_Tarefa proposta 1_
Segundo o texto sobre o poder de Putin na Rússia, que cidade visitou Putin a 2 de fevereiro?
----- Texto dado -----
Um ano depois, está Vladimir Putin de pedra e cal na Rússia?

CNN , Nathan Hodge
21 fev 2023, 08:30
Vladimir Putin marca presença na cerimónia do 80.º aniversário do cerco a Leningrado (imagem Getty)

ANÁLISE | Um ano após a invasão da Ucrânia, há pequenas rachas na fachada do domínio de Putin

O líder da oposição russa, Alexey Navalny, gosta muito de uma frase, “a maravilhosa Rússia do futuro”, é a sua abreviatura para um país sem o Presidente Vladimir Putin.

Mas no ano que passou desde a invasão total da Ucrânia, a Rússia regressou a um passado sombrio e repressivo.

Durante os últimos 12 meses, o governo de Putin esmagou o que restava da sociedade civil russa e presidiu à primeira mobilização militar do seu país desde a Segunda Guerra Mundial. Opositores políticos como a Navalny estão na prisão ou fora do país. E Putin deixou claro que procura reafirmar a Rússia como um império no qual a Ucrânia não tem lugar como Estado independente.

A guerra na Ucrânia traçou uma linha fluorescente sob o período do Alto Putinismo, uma década que começou com o controverso regresso de Putin à presidência em 2012. Em retrospetiva, essa época foi um prelúdio para a guerra atual: a Rússia anexou a Península da Crimeia em 2014 e apoiou separatistas armados na região do Donbass, na Ucrânia, enquanto os tecnocratas de Putin trabalharam no sentido de proteger a economia russa de sanções.

Desde a invasão de fevereiro do ano passado, Putin resistiu aos protestos e às sanções internacionais. Os meios de comunicação social independentes e grupos de direitos humanos foram rotulados como agentes estrangeiros ou encerrados por completo.

A Rússia encontra-se agora numa nova fase incerta, e é evidente que não haverá volta atrás, nem regresso ao status quo anterior para os cidadãos comuns.

Então, é o controlo do poder por Putin incontestado? Agora, voam rumores dentro do país sobre outra onda de mobilização. E, em Moscovo, começam a surgir sinais de competição na elite, mesmo quando alguns russos conseguem ver através das fendas do muro da propaganda estatal.

Polícias detêm um manifestante durante um protesto contra a invasão russa da Ucrânia em São Petersburgo, a 27 de fevereiro de 2022. Foto EPA/ANATOLY MALTSEV

A lente distorcida da história

A 2 de fevereiro, Putin visitou a cidade de Volgogrado, no sul da Rússia, para comemorar o 80º aniversário da vitória soviética no que então se chamava Estalinegrado, um ponto de viragem crucial no que os russos tratam como a Grande Guerra Patriótica.

No seu discurso num concerto de gala em Volgogrado, Putin estabeleceu uma ligação direta entre a Batalha de Estalinegrado - o momento em que a dinâmica se deslocou na Frente Oriental contra a Alemanha nazi - e a guerra na Ucrânia, advertindo que a Rússia enfrentava uma ameaça semelhante de um “Ocidente coletivo” inclinado para a sua destruição.
----- Dados fornecidos -----
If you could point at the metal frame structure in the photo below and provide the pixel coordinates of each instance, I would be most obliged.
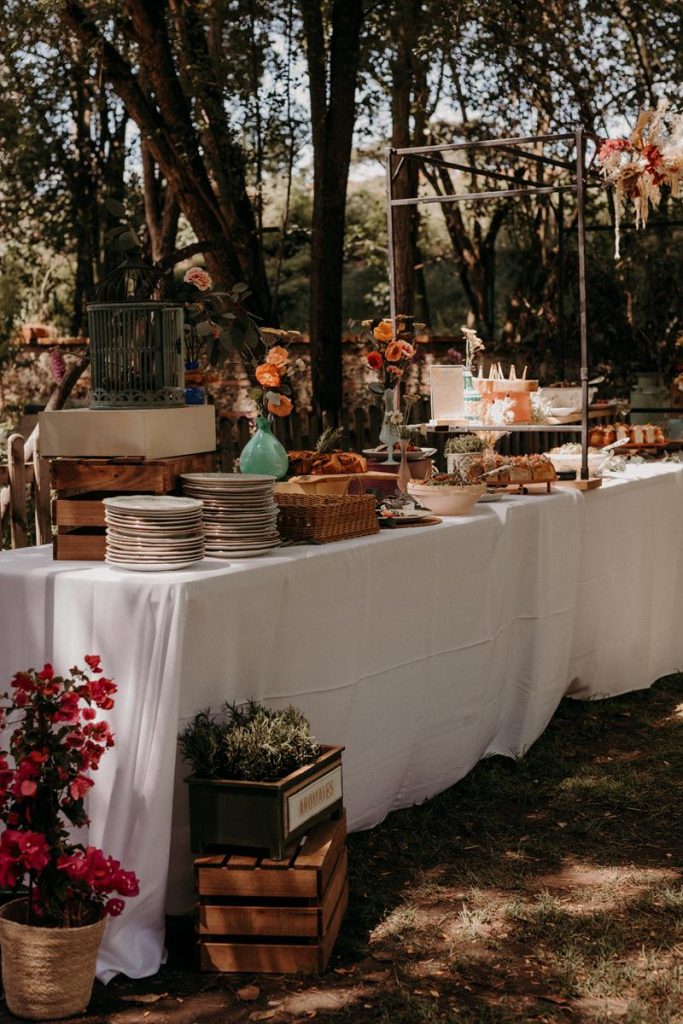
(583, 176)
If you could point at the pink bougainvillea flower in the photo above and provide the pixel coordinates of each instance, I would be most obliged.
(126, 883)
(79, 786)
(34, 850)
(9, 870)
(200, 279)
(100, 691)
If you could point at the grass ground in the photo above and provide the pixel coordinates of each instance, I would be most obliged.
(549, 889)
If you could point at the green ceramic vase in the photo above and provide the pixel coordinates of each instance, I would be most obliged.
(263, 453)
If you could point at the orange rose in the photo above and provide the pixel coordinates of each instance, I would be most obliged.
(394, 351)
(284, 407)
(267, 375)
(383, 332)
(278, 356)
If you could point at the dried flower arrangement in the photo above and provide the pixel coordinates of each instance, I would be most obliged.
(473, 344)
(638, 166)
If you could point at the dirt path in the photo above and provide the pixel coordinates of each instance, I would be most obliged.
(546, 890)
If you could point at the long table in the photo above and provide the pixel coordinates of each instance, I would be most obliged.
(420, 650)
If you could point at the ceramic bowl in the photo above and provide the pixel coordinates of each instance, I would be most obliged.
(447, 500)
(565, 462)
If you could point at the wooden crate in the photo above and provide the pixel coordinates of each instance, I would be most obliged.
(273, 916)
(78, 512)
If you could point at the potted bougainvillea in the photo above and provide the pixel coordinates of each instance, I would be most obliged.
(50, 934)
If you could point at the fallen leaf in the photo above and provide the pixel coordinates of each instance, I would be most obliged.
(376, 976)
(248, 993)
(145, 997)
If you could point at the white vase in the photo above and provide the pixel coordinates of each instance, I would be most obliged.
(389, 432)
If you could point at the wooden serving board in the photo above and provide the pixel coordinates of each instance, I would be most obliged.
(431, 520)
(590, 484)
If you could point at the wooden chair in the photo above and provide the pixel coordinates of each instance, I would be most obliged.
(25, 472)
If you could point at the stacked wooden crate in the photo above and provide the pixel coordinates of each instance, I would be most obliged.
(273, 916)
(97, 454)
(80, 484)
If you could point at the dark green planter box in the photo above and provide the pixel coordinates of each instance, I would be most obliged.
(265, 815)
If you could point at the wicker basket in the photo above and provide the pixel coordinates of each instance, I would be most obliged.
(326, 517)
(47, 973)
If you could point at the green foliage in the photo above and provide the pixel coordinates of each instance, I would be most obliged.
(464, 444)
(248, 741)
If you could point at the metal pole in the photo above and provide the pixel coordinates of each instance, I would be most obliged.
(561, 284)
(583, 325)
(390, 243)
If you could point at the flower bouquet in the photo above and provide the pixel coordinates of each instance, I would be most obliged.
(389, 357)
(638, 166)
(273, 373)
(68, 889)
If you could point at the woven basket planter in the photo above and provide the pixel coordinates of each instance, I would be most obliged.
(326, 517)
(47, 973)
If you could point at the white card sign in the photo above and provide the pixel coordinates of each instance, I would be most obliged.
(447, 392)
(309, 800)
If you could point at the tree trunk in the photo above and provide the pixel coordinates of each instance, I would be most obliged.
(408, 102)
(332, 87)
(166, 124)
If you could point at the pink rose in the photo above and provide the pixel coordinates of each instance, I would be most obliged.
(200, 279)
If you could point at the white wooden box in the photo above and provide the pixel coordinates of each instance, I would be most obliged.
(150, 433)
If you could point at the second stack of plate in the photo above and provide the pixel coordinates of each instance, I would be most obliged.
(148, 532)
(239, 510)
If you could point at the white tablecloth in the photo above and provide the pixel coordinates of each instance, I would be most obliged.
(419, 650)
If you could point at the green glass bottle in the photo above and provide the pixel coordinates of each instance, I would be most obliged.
-----
_Tarefa proposta 2_
Seleciona e copia todas as linhas da listagem que contêm a palavra "crate", distinguindo maiúsculas de minúsculas.

_Resultado esperado 1_
Volgogrado, no sul da Rússia.

_Resultado esperado 2_
If you could point at the wooden crate in the photo above and provide the pixel coordinates of each instance, I would be most obliged.
If you could point at the stacked wooden crate in the photo above and provide the pixel coordinates of each instance, I would be most obliged.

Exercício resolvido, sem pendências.